SHORT TASK:
Recast the records below as a numbered list. Begin at the line that contains "the frog's head", continue through the end of the records, skip blank lines, and leave the pictures out.
++++ RECORDS SUPPLIED ++++
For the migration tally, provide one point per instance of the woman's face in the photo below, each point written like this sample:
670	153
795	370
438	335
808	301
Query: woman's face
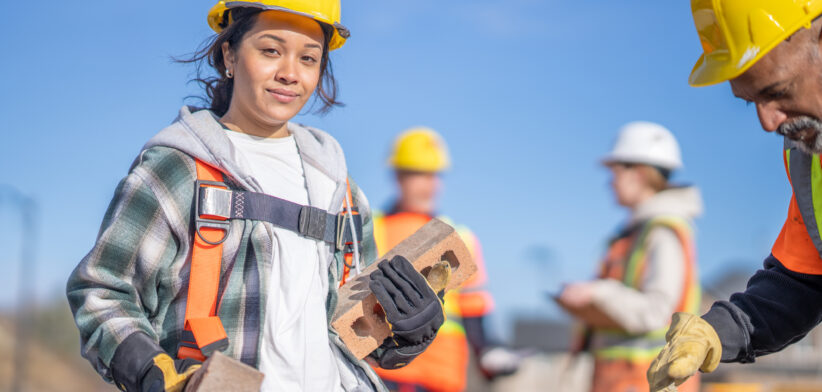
628	184
276	68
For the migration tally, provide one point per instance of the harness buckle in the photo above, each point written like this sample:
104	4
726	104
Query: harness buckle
342	219
312	222
215	203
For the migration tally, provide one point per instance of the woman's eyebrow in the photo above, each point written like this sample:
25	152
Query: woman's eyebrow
274	37
280	40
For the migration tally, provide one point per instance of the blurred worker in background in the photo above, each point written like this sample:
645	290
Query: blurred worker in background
418	157
649	270
771	52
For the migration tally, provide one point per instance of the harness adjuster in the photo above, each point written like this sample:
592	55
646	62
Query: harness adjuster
342	226
312	222
212	208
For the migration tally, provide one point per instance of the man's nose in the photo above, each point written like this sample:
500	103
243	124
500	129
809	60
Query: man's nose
770	116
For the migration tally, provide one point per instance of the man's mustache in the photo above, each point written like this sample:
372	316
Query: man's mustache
789	129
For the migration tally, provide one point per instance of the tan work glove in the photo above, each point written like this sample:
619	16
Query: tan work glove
692	345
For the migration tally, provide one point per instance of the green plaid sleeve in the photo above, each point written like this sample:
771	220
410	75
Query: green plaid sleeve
113	292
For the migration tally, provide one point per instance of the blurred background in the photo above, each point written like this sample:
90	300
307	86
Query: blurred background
529	94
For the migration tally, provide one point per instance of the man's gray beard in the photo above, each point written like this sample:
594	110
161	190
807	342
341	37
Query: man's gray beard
798	124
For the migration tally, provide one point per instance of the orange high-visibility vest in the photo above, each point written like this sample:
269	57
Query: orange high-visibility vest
443	365
799	245
621	359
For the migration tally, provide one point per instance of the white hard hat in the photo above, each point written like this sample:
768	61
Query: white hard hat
646	143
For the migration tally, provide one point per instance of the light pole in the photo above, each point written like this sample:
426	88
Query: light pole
25	301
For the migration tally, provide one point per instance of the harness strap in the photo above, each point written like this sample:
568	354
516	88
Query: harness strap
308	221
203	332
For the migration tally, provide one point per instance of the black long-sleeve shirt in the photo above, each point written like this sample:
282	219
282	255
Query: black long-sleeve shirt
779	307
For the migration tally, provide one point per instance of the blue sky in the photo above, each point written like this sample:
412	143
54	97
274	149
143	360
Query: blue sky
528	94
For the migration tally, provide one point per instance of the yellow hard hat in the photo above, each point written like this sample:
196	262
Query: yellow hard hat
735	34
419	149
323	11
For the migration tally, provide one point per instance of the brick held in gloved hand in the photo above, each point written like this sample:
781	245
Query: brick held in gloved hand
360	320
413	309
221	373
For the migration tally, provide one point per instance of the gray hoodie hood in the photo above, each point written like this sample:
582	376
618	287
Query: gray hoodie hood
200	135
684	202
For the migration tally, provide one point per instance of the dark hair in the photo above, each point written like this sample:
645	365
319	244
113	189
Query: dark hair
219	88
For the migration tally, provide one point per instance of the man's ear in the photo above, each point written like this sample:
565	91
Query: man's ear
229	57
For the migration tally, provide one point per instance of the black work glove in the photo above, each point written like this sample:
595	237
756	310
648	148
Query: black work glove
140	365
412	308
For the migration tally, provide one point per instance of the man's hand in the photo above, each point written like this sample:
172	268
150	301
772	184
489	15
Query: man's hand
412	308
692	345
577	295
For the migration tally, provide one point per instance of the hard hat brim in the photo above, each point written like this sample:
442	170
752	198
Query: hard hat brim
720	67
613	159
341	33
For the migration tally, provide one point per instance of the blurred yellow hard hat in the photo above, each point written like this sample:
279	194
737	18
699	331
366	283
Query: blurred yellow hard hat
735	34
419	149
323	11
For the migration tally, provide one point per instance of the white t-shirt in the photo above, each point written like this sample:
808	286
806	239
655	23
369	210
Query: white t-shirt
296	354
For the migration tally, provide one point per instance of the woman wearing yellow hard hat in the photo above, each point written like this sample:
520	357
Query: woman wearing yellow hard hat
235	226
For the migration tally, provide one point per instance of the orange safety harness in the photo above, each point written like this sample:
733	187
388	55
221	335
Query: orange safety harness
203	332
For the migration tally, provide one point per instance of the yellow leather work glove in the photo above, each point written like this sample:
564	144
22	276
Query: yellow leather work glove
692	345
141	365
169	375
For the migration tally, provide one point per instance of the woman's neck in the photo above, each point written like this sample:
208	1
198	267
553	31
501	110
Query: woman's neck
236	121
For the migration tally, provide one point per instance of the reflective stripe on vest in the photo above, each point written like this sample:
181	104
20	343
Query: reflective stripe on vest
627	261
799	247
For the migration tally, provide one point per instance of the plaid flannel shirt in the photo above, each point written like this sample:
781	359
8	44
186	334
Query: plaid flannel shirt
135	279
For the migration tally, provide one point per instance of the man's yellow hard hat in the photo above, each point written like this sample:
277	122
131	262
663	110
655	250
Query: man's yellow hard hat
323	11
419	149
735	34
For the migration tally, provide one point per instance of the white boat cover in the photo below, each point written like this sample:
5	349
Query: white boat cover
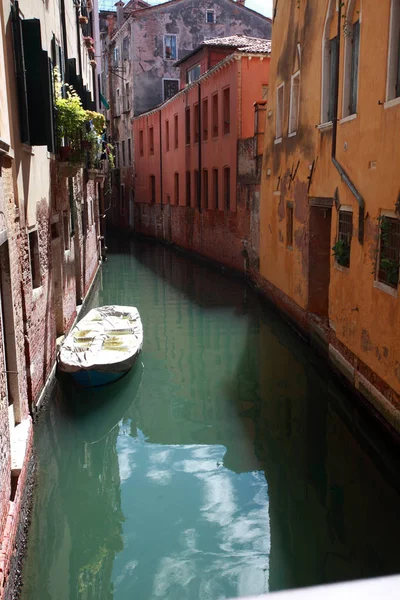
108	339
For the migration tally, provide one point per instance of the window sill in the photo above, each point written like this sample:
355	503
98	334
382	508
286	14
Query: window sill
391	103
341	268
323	126
348	118
385	288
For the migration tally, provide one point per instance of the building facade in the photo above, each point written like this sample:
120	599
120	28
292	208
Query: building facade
198	161
330	241
141	46
49	228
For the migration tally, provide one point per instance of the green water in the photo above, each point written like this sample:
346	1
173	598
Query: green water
228	462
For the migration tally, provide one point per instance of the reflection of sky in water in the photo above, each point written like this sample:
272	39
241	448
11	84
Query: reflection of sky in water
193	529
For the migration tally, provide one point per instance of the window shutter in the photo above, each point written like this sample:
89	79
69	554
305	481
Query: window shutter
40	108
20	73
333	47
354	68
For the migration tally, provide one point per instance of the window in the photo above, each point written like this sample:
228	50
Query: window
188	188
210	16
167	135
351	59
215	188
193	74
215	115
151	140
67	239
117	103
205	188
141	145
197	187
125	48
127	98
345	232
152	189
333	80
389	251
176	131
289	224
123	153
170	52
176	188
279	112
170	88
294	103
205	120
196	123
187	126
393	76
227	110
227	188
34	259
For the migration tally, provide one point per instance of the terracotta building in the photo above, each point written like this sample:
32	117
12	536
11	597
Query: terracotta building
198	156
330	228
141	45
49	230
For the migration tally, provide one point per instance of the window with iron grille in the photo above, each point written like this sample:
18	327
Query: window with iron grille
289	224
342	247
227	110
187	126
188	188
389	251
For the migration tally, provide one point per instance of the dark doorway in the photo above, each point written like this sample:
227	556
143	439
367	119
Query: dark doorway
319	256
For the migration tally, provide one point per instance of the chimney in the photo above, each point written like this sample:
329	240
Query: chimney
120	13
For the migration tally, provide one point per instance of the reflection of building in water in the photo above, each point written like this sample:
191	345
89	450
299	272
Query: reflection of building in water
331	504
79	494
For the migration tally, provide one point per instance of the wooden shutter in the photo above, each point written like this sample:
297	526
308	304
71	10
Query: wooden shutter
20	74
333	80
354	68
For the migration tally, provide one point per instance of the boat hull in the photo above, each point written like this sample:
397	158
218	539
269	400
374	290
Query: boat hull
93	378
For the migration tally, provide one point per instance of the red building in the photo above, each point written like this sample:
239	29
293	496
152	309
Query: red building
198	156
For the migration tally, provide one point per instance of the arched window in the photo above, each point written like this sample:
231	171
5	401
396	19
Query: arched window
351	30
393	77
329	63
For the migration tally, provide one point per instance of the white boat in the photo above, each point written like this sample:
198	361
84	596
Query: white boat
103	346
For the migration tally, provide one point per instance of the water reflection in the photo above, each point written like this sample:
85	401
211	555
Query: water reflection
233	464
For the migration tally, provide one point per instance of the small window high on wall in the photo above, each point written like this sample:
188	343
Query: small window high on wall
279	112
294	103
393	76
351	58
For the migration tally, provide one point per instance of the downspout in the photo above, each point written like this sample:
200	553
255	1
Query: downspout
161	165
199	149
343	175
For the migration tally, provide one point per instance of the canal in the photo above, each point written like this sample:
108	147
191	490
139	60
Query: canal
228	462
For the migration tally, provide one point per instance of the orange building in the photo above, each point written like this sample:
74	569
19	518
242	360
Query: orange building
198	158
330	228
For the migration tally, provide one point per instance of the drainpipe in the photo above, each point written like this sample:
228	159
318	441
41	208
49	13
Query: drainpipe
343	175
199	151
161	178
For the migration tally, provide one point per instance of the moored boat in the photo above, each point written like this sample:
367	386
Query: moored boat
103	346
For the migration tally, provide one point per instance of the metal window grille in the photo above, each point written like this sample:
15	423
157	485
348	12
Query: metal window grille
389	254
345	233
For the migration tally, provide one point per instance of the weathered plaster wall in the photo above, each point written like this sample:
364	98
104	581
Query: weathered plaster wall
186	19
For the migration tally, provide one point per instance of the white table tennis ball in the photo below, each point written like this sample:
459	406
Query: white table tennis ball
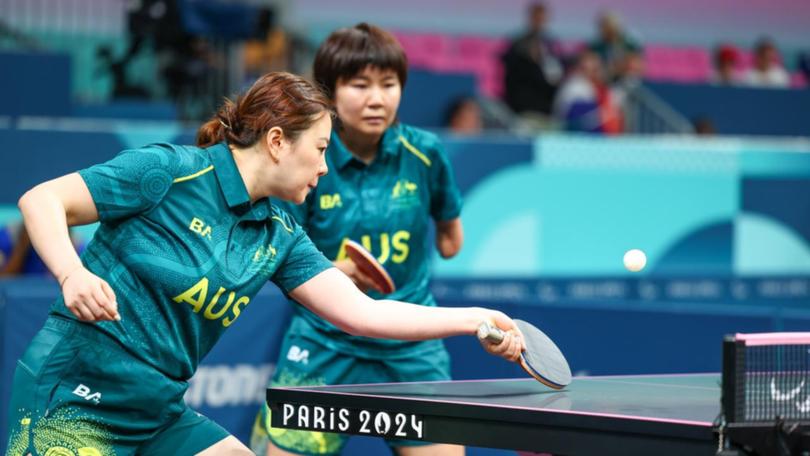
635	260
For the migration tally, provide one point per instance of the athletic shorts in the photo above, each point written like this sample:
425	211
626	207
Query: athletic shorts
76	392
305	360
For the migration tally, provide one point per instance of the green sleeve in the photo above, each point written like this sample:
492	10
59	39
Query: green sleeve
303	262
134	181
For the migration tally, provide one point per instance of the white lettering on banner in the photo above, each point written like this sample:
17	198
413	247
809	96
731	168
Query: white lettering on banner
225	385
331	419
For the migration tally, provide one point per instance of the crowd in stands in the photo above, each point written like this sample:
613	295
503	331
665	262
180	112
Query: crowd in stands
542	81
581	86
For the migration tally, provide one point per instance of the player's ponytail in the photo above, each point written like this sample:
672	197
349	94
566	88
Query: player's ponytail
275	100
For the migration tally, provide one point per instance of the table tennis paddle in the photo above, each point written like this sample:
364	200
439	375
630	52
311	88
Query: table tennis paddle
369	266
540	358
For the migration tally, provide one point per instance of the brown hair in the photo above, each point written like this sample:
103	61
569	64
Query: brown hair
275	100
348	51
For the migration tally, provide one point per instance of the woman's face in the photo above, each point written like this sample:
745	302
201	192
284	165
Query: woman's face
304	161
367	103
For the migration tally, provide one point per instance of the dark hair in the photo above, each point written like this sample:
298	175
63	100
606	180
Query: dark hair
347	51
275	100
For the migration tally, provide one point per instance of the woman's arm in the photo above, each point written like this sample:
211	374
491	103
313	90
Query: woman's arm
48	209
334	297
449	237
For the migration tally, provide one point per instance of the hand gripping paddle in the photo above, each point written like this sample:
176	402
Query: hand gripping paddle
369	266
541	358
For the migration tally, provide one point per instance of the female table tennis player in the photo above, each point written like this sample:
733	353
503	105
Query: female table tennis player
187	238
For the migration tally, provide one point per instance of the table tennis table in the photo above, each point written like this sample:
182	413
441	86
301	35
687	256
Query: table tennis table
615	415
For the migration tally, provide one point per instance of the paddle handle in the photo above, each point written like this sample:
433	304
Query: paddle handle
489	332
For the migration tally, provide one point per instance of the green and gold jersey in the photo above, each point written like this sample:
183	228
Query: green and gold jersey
386	206
185	250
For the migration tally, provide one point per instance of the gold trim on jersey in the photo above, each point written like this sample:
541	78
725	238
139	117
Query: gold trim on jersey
193	176
414	150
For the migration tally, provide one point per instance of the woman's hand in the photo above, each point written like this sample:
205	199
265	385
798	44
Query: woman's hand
512	344
89	297
363	282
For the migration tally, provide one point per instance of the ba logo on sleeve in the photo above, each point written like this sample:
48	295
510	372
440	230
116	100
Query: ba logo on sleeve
84	392
298	355
331	201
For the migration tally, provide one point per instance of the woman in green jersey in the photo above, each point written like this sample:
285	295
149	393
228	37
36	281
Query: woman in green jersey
388	182
187	237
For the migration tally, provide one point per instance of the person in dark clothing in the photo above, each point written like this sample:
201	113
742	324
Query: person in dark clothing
532	70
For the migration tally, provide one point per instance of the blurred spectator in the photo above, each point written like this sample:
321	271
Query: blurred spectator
704	126
268	50
767	70
118	71
620	53
585	102
726	59
463	117
804	66
532	70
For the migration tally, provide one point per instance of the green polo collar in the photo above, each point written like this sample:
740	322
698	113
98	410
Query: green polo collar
230	181
388	146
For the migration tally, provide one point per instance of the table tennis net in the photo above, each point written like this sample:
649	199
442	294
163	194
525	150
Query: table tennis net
767	377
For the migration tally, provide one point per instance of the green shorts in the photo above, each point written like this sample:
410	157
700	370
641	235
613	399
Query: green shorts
76	392
306	360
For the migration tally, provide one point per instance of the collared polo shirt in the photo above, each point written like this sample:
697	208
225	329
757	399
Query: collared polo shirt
386	206
185	250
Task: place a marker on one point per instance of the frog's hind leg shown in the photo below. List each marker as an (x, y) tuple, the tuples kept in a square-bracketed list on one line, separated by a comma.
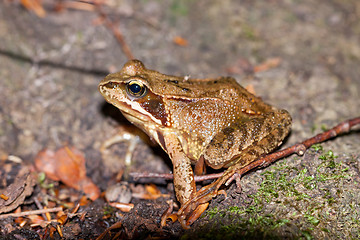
[(237, 167)]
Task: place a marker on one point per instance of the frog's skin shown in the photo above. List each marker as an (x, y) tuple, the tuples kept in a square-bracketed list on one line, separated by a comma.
[(197, 121)]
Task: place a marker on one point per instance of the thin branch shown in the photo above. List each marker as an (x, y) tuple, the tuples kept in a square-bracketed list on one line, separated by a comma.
[(33, 212), (300, 148)]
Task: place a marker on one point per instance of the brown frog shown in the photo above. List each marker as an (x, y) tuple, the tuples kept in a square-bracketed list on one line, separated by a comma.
[(206, 122)]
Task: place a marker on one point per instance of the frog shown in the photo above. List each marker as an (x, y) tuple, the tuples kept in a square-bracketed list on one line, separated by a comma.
[(206, 123)]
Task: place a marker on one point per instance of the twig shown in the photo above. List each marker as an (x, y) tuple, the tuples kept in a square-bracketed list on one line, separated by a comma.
[(300, 148), (33, 212)]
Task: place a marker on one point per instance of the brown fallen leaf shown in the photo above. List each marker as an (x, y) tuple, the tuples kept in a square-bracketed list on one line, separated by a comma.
[(35, 6), (180, 41), (124, 207), (17, 191), (149, 192), (67, 165), (251, 89)]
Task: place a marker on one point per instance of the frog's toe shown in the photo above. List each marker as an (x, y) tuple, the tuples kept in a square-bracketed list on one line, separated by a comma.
[(168, 215), (196, 213)]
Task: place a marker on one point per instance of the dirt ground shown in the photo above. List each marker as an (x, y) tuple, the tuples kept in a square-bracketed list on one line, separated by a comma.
[(50, 68)]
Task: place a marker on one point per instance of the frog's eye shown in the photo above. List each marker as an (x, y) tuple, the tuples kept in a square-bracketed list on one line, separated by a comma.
[(135, 89)]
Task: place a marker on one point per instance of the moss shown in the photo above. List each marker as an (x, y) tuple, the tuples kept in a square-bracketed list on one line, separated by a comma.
[(293, 201)]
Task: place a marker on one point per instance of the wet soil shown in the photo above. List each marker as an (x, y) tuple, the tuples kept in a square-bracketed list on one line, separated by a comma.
[(50, 68)]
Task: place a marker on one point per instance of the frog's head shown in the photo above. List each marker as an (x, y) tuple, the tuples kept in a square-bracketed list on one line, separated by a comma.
[(132, 92)]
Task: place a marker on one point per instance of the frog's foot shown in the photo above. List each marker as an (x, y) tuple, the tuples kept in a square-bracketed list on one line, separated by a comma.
[(192, 209)]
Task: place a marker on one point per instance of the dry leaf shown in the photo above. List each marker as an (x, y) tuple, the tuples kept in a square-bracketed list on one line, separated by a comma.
[(180, 41), (67, 165), (17, 191), (35, 6)]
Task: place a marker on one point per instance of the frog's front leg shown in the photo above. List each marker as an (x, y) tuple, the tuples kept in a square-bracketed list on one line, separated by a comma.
[(184, 183)]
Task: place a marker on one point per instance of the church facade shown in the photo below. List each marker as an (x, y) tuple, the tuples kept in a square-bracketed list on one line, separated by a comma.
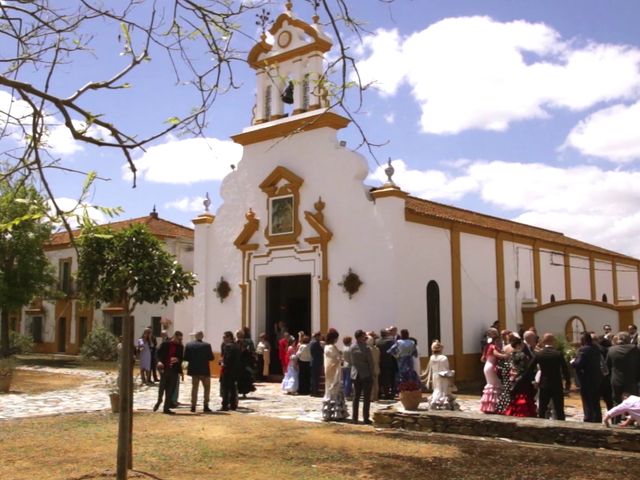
[(301, 239)]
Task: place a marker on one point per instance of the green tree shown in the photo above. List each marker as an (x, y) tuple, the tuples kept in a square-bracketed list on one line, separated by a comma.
[(128, 267), (25, 270)]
++++
TASK ANSWER:
1. Task: place a marker on one point per instance of the frog's head shown in the photo above. List each marker as an (x, y) tuple, the tuples kept in a square-bracketed list on one line, separated by a comma.
2. [(132, 92)]
3. Task: place a marker on one point per instance of the frog's foot shown in the photo above. List each marker as an (x, y) tuple, the tuples kept in a square-bracketed list on one line, separated by a comma.
4. [(192, 209)]
5. Task: place a marker on one point per instance of the dry leaf shown in the photo above. List each marker as an (x, y) tuple, the tuples kept in a square-bracketed list on one line, separated by a comma.
6. [(180, 41), (67, 165), (17, 191), (35, 6)]
7. Task: place a marker on one point per instance of the frog's front leg shown in the photo above. List each marker as an (x, y) tuple, the tuples kept in a square-bracketed list on one line, separated by a comma.
8. [(184, 183)]
9. Task: place a marker on one point per instance of the church facade shown in the photo below. List each marker as an (x, y) tuple, the tuples kept in a square-bracketed list on one line, separated by a comma.
10. [(301, 239)]
11. Task: place a marker on one point per instance of the green tree shown in the photo above. List each marker as an (x, y) tuple, the tuples kept in a square-bracketed list on one line, separated by a comma.
12. [(128, 267), (25, 270)]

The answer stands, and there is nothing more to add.